* [Texte de la page]
──────

Au cours des 40 dernières années, une quarantaine de parcs éoliens ont été mis à l’enquête en Suisse. Le WWF s’est opposé à sept d’entre eux, afin d'optimiser ces projets du point de vue de la nature.

Pour cinq installations, les oppositions ont donné lieu à des négociations et à la mise en place de groupes d'accompagnement afin d'améliorer sensiblement chaque projet. Par conséquent, le WWF a soit retiré son opposition, soit donné son accord.

Il s'agit des parcs du Crêt-Meuron (NE), du Mollendruz (VD), d'Eoljoux (VD), de Gries (VS) et de Charrat (VS). Un projet dans les Grisons a été abandonné pour des raisons économiques.

Barasson est donc le seul projet où il n’y a pas eu de solution trouvée à ce jour, pour lequel la pesée d’intérêt biodiversité-énergie n’est pas réalisable à la lumière des études proposées insatisfaisantes et où il n’y a pas eu d’amélioration en ce sens, ni de mesures de compensation significatives, selon le WWF.

Pour d'autres parcs éoliens, Montagne de Buttes (NE), Quatre Bornes (NE) et Sur Grati (VD), le WWF a été associé dès le début à la planification du projet par les auteurs. Des solutions ont ainsi pu être trouvées très tôt.

Projets facilités dès février 2024

Les projets de parcs éoliens déjà bien avancés bénéficieront d'un coup d'accélérateur à partir du 1er février 2024. Le Conseil fédéral a fixé vendredi à cette date l'entrée en vigueur d'un projet du Parlement visant notamment à accélérer les procédures d'autorisation de construction.

──────

* [Extrait de données]
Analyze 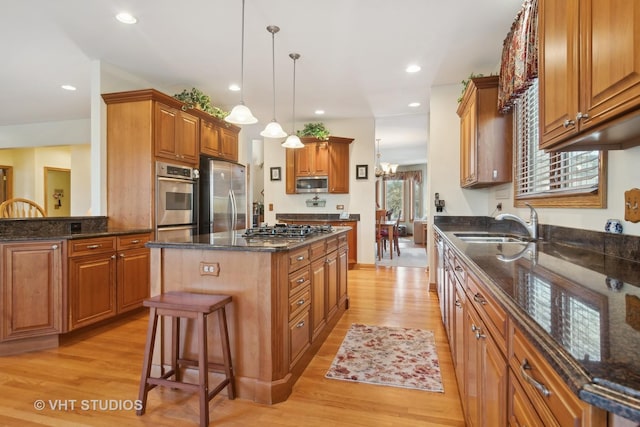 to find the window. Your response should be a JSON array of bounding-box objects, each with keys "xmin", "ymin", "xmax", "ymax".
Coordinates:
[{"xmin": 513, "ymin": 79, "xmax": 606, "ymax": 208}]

──────

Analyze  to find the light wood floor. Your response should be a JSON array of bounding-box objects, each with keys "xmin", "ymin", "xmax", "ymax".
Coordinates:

──────

* [Consigne]
Recopiez le passage du texte sur les parcs éoliens en Suisse allant de "Il s'agit des" jusqu'à "trouvées très tôt.", en remplaçant "économiques" par "financières".

* [Réponse rédigée]
Il s'agit des parcs du Crêt-Meuron (NE), du Mollendruz (VD), d'Eoljoux (VD), de Gries (VS) et de Charrat (VS). Un projet dans les Grisons a été abandonné pour des raisons financières.

Barasson est donc le seul projet où il n’y a pas eu de solution trouvée à ce jour, pour lequel la pesée d’intérêt biodiversité-énergie n’est pas réalisable à la lumière des études proposées insatisfaisantes et où il n’y a pas eu d’amélioration en ce sens, ni de mesures de compensation significatives, selon le WWF.

Pour d'autres parcs éoliens, Montagne de Buttes (NE), Quatre Bornes (NE) et Sur Grati (VD), le WWF a été associé dès le début à la planification du projet par les auteurs. Des solutions ont ainsi pu être trouvées très tôt.